There are two antidotes for hollow home syndrome – legislative and economic. Local governments can tax hollow homes higher, in effect putting a value on volunteerism. There are pony clubs in Auckland that have two membership rates. A low one for the traditional member who joins in the working bees to keep the club up, and a much higher one for the families who want to their child to ride, but not do any volunteer work. Many families are happy to pay, because they have the money, but not the time. The same model can be looked at by local government.
The economic model requires the community, and its planning professionals, make a concerted effort to create an economic environment that supports household incomes that can compete with hollow home buyers. If the average household income is $50,000, the average home price of $500,000 is unaffordable. But if the average household income can be increased to $120,000, balance is restored. In this latter case, there will be displacement. People with low incomes will be displaced by people with higher incomes, but the community will regain its strength as it gets full time stakeholding participants.
To earn $120,000 a year, one needs to be a professional or a successful entrepreneur. For such people to be attracted to a place like Waiheke, the economic conditions to make it possible need to be there… a place to work, high speed broadband, good schools, good transport, and a proactive calling. Of these, Waiheke lacks places to work and the schools are still struggling to get there. Both can be addressed.
In the absence of any such concerted effort, hollow house syndrome will respond to market forces. When credit tightens, the global economy retracts or the camel hump of demographics shifts from high demand to over-supply of homes, the prices will crash. Not drop, but crash because the purchase was discretionary and in part a symbol of status rather than an expression of need.

Extracted information -
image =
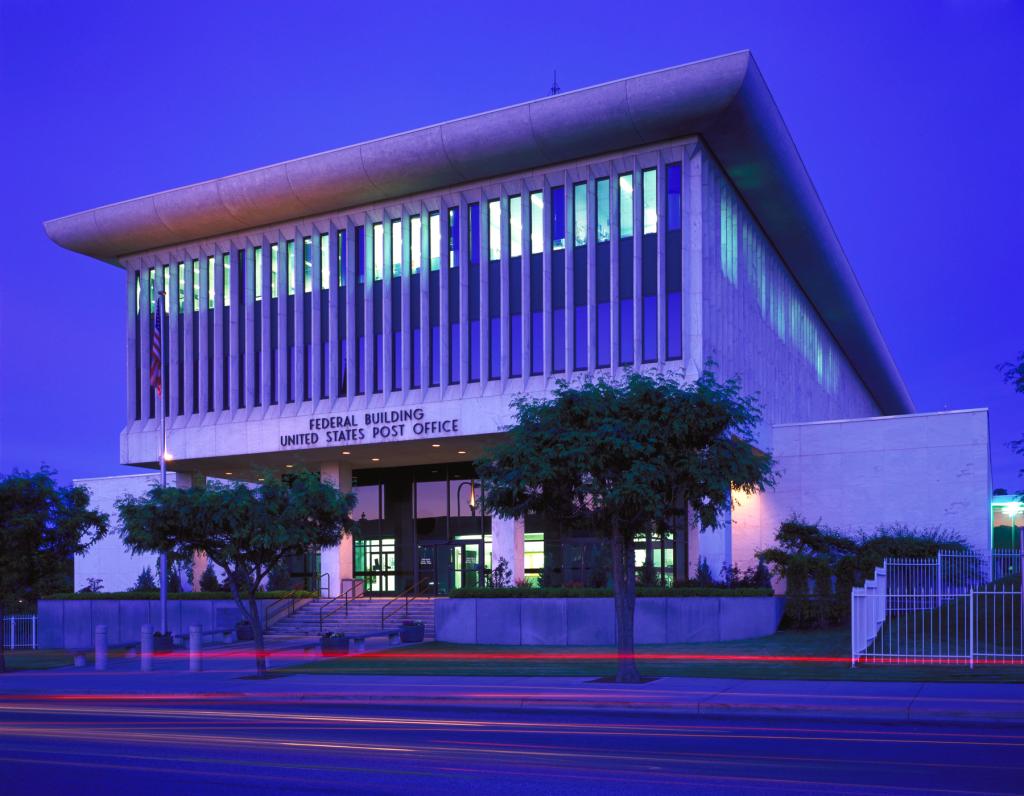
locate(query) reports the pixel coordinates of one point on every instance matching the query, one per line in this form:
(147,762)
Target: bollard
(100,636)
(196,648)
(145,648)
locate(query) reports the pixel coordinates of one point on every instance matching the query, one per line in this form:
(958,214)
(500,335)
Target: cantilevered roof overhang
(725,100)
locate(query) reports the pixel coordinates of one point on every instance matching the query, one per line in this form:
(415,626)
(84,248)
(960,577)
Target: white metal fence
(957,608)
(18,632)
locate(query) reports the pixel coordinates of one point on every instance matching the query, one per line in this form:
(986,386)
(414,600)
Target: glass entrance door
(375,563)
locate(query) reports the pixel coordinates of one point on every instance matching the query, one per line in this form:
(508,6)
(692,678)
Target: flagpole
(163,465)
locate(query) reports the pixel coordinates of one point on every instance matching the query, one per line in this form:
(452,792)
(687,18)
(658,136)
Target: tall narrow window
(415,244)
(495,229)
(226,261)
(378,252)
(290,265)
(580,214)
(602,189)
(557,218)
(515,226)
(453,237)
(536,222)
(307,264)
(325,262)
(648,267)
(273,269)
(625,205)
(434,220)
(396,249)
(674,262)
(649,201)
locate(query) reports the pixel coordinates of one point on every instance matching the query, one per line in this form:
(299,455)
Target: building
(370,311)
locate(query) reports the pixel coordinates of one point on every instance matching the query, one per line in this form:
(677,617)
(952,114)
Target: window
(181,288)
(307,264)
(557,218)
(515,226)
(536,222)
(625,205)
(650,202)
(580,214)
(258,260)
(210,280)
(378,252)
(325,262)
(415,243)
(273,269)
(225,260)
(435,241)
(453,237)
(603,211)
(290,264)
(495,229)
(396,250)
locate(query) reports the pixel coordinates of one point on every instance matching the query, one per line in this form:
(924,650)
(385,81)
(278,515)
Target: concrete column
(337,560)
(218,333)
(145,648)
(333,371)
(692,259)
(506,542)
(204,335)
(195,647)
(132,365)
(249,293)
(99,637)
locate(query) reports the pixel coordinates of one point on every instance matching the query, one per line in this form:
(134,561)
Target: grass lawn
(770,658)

Instructions -
1) In the passage on hollow home syndrome above, copy the text starting with "To earn $120,000" and going on through "expression of need.".
2) What economic conditions does the passage on hollow home syndrome say must be in place to attract professionals and entrepreneurs to a place like Waiheke? List them all.
3) In the passage on hollow home syndrome, what average household income would restore balance against an average home price of $500,000?

Replies -
1)
To earn $120,000 a year, one needs to be a professional or a successful entrepreneur. For such people to be attracted to a place like Waiheke, the economic conditions to make it possible need to be there… a place to work, high speed broadband, good schools, good transport, and a proactive calling. Of these, Waiheke lacks places to work and the schools are still struggling to get there. Both can be addressed.
In the absence of any such concerted effort, hollow house syndrome will respond to market forces. When credit tightens, the global economy retracts or the camel hump of demographics shifts from high demand to over-supply of homes, the prices will crash. Not drop, but crash because the purchase was discretionary and in part a symbol of status rather than an expression of need.

2)
- a place to work
- high speed broadband
- good schools
- good transport
- a proactive calling

3) $120,000